### Data records
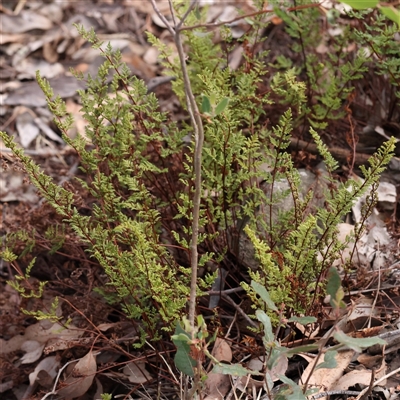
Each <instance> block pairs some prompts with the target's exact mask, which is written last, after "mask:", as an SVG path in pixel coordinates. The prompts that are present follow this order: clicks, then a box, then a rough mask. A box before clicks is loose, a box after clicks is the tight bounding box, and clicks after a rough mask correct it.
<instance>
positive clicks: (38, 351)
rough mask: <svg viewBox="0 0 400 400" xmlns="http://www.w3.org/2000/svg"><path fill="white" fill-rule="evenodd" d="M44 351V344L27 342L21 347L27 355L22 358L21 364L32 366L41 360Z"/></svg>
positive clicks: (26, 341) (24, 342) (21, 360)
mask: <svg viewBox="0 0 400 400" xmlns="http://www.w3.org/2000/svg"><path fill="white" fill-rule="evenodd" d="M43 349H44V344H41V343H39V342H37V341H36V340H27V341H26V342H24V343H23V344H22V346H21V350H22V351H25V352H26V353H25V354H24V355H23V356H22V357H21V364H32V363H34V362H35V361H37V360H39V358H40V357H41V355H42V352H43Z"/></svg>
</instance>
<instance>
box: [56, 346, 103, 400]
mask: <svg viewBox="0 0 400 400" xmlns="http://www.w3.org/2000/svg"><path fill="white" fill-rule="evenodd" d="M96 371H97V364H96V359H95V357H94V355H93V352H92V351H89V353H87V354H86V356H85V357H83V358H81V359H80V360H79V361H78V362H77V363H76V365H75V367H74V368H73V369H72V371H71V373H70V375H69V376H68V377H67V379H65V380H64V381H63V382H62V387H61V388H60V389H59V390H58V391H57V394H58V395H59V396H61V398H66V399H74V398H76V397H80V396H82V395H84V394H85V393H86V392H87V391H88V389H89V388H90V386H92V383H93V379H94V377H95V374H96Z"/></svg>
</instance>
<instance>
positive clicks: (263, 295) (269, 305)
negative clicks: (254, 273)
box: [251, 281, 278, 311]
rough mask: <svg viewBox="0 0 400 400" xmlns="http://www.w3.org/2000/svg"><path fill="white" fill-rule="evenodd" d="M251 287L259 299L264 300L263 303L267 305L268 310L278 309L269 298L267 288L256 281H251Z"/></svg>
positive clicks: (269, 298)
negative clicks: (264, 302)
mask: <svg viewBox="0 0 400 400" xmlns="http://www.w3.org/2000/svg"><path fill="white" fill-rule="evenodd" d="M251 287H252V288H253V289H254V291H255V292H256V293H257V294H258V295H259V296H260V297H261V299H262V300H263V301H264V302H265V304H266V305H267V307H268V308H269V309H270V310H273V311H277V310H278V308H277V307H276V305H275V303H274V302H273V301H272V300H271V297H270V296H269V293H268V291H267V289H265V287H264V286H262V285H261V284H259V283H258V282H255V281H251Z"/></svg>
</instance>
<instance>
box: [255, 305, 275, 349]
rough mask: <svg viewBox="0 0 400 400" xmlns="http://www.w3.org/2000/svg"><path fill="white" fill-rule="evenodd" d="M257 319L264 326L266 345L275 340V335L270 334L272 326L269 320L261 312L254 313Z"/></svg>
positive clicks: (263, 312) (263, 311) (264, 312)
mask: <svg viewBox="0 0 400 400" xmlns="http://www.w3.org/2000/svg"><path fill="white" fill-rule="evenodd" d="M256 317H257V319H258V320H259V321H260V322H261V323H262V324H263V325H264V340H265V342H266V343H269V342H273V341H274V339H275V335H274V333H273V332H272V324H271V318H270V317H268V315H267V314H265V312H264V311H262V310H257V311H256Z"/></svg>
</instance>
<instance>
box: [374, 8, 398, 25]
mask: <svg viewBox="0 0 400 400" xmlns="http://www.w3.org/2000/svg"><path fill="white" fill-rule="evenodd" d="M379 9H380V10H381V13H382V14H383V15H385V16H386V17H388V18H389V19H390V20H392V21H393V22H396V23H397V25H399V27H400V11H399V10H397V9H396V8H394V7H393V6H389V7H379Z"/></svg>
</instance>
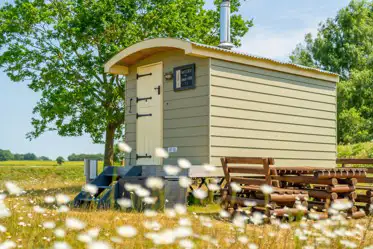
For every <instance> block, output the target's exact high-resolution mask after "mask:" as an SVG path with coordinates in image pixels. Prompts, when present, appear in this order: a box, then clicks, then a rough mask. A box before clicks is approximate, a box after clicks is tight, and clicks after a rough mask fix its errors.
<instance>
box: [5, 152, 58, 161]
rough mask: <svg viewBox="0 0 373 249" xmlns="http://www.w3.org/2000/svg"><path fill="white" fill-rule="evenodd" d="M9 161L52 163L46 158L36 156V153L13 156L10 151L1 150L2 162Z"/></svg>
mask: <svg viewBox="0 0 373 249" xmlns="http://www.w3.org/2000/svg"><path fill="white" fill-rule="evenodd" d="M9 160H17V161H23V160H24V161H34V160H39V161H51V159H49V158H48V157H46V156H40V157H38V156H36V155H35V154H34V153H26V154H17V153H15V154H13V153H12V152H11V151H10V150H1V149H0V161H9Z"/></svg>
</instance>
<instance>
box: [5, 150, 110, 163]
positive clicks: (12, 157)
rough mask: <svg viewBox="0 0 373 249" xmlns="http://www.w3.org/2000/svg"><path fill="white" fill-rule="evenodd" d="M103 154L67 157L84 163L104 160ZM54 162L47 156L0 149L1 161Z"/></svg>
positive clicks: (92, 154) (72, 160)
mask: <svg viewBox="0 0 373 249" xmlns="http://www.w3.org/2000/svg"><path fill="white" fill-rule="evenodd" d="M103 158H104V155H103V154H71V155H69V156H68V157H67V159H68V160H69V161H83V160H84V159H94V160H103ZM11 160H16V161H52V160H51V159H50V158H48V157H46V156H36V155H35V154H34V153H26V154H18V153H14V154H13V153H12V152H11V151H10V150H2V149H0V161H11Z"/></svg>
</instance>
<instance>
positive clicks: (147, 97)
mask: <svg viewBox="0 0 373 249" xmlns="http://www.w3.org/2000/svg"><path fill="white" fill-rule="evenodd" d="M148 99H152V97H146V98H136V103H138V102H140V101H145V102H147V101H148Z"/></svg>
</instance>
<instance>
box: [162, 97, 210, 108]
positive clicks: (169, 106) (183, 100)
mask: <svg viewBox="0 0 373 249" xmlns="http://www.w3.org/2000/svg"><path fill="white" fill-rule="evenodd" d="M207 105H209V98H208V97H206V96H202V97H196V98H184V99H177V100H170V101H164V104H163V108H164V110H173V109H183V108H185V107H197V106H207Z"/></svg>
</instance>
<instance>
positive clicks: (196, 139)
mask: <svg viewBox="0 0 373 249" xmlns="http://www.w3.org/2000/svg"><path fill="white" fill-rule="evenodd" d="M163 145H164V147H179V146H208V145H209V140H208V136H200V137H178V138H164V139H163Z"/></svg>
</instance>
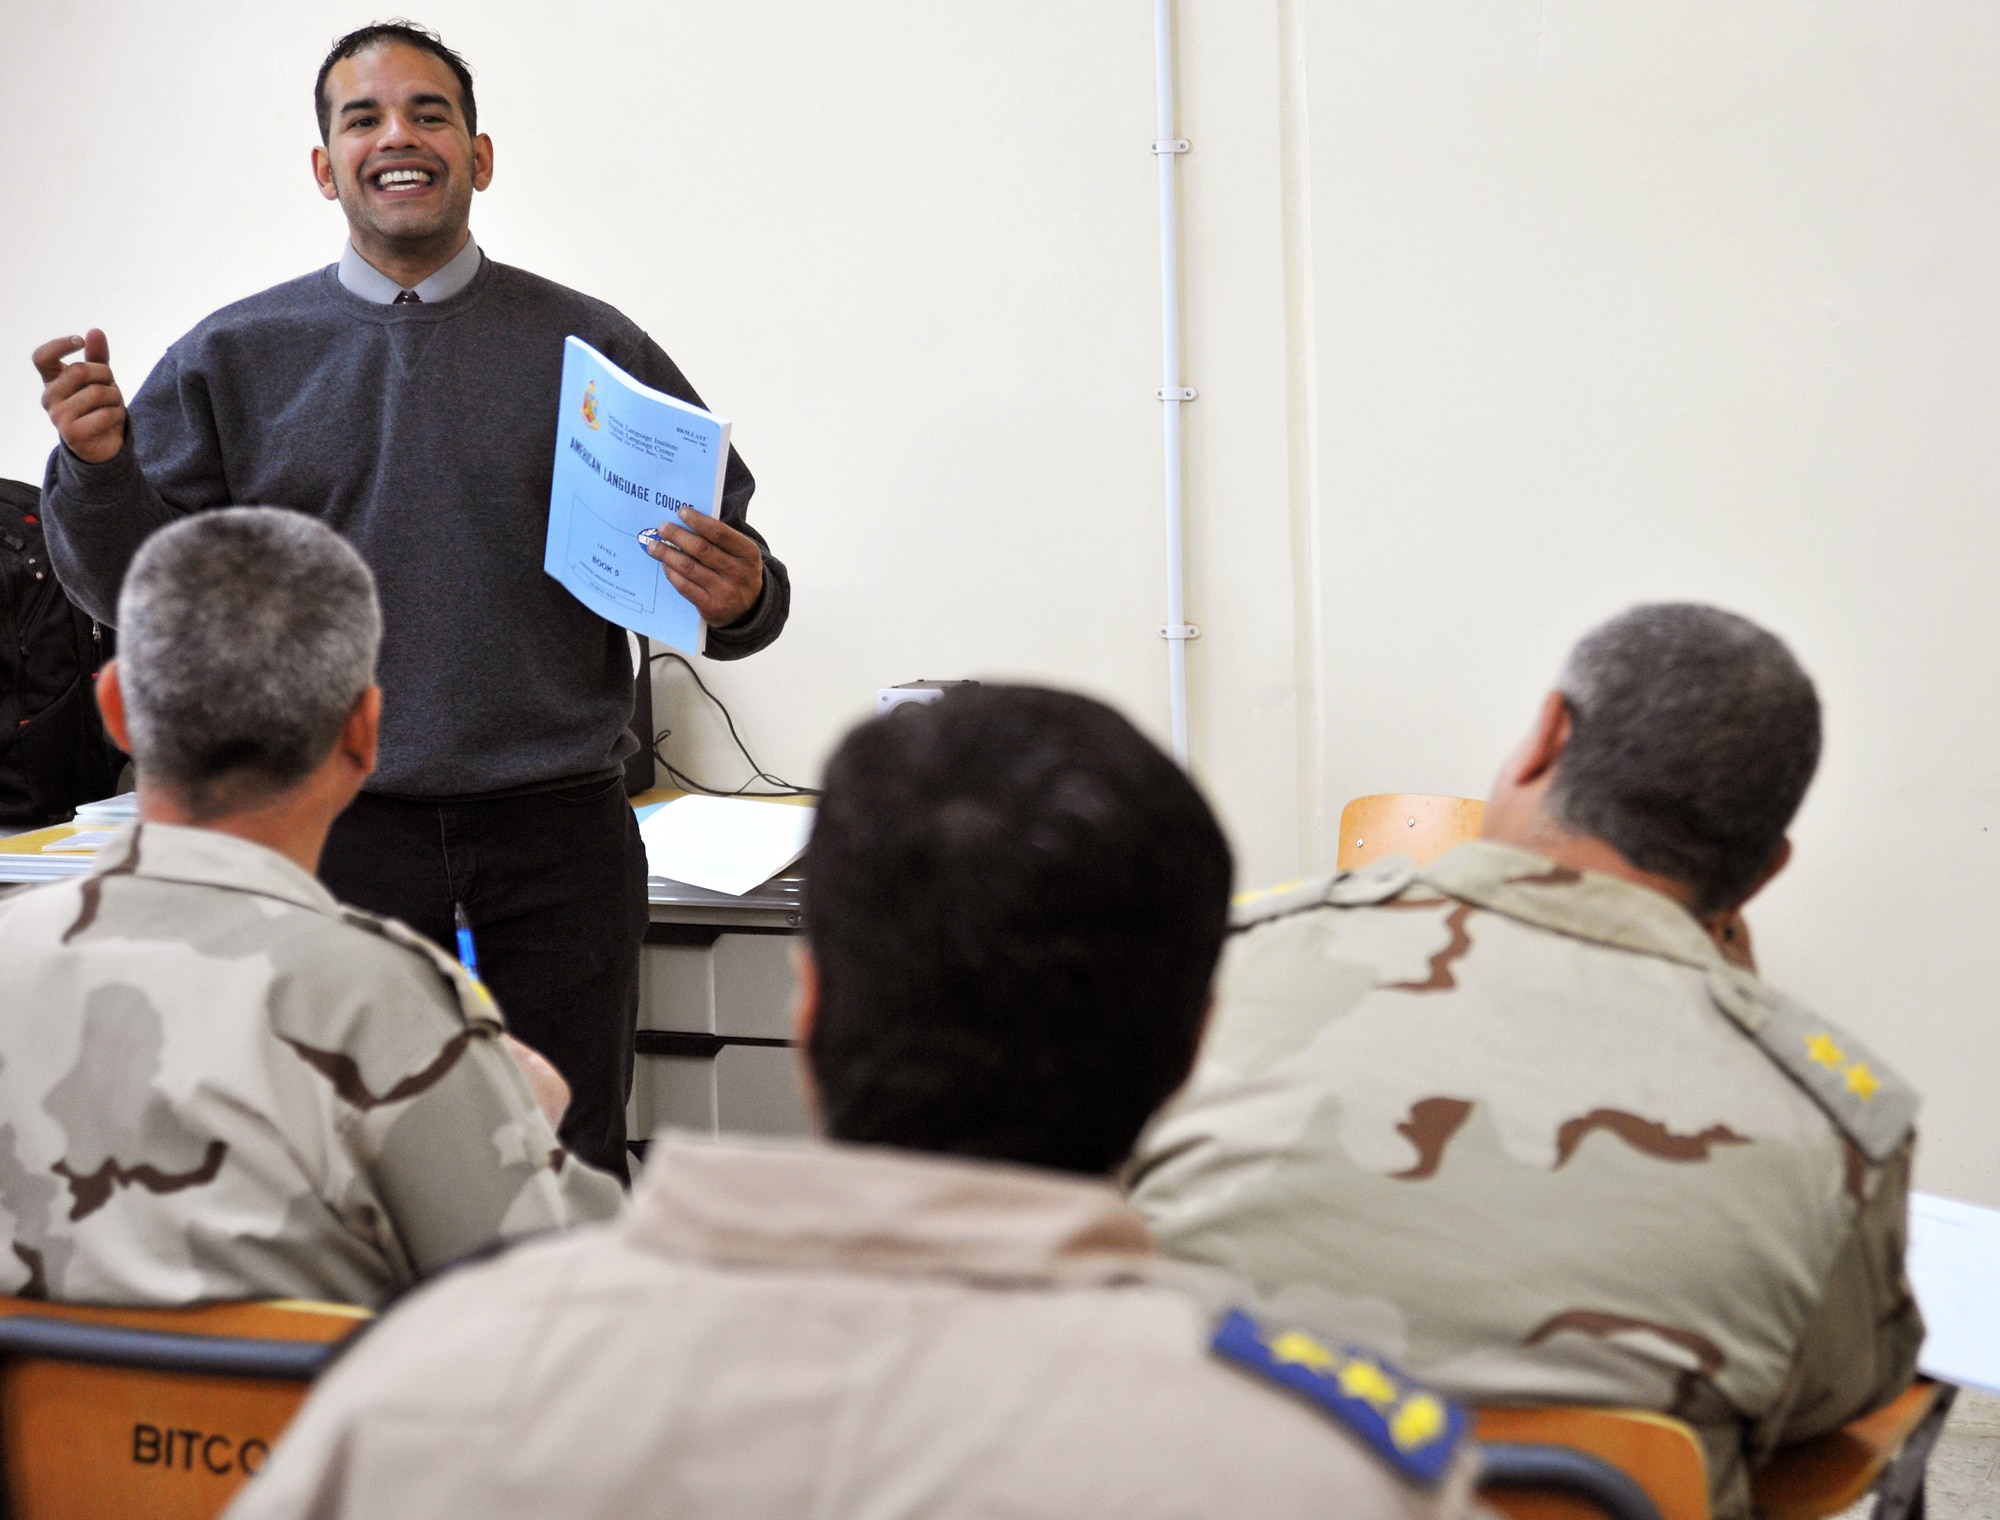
######
Work request> State how many lines above contain the word "then", and nothing more.

Task answer> 2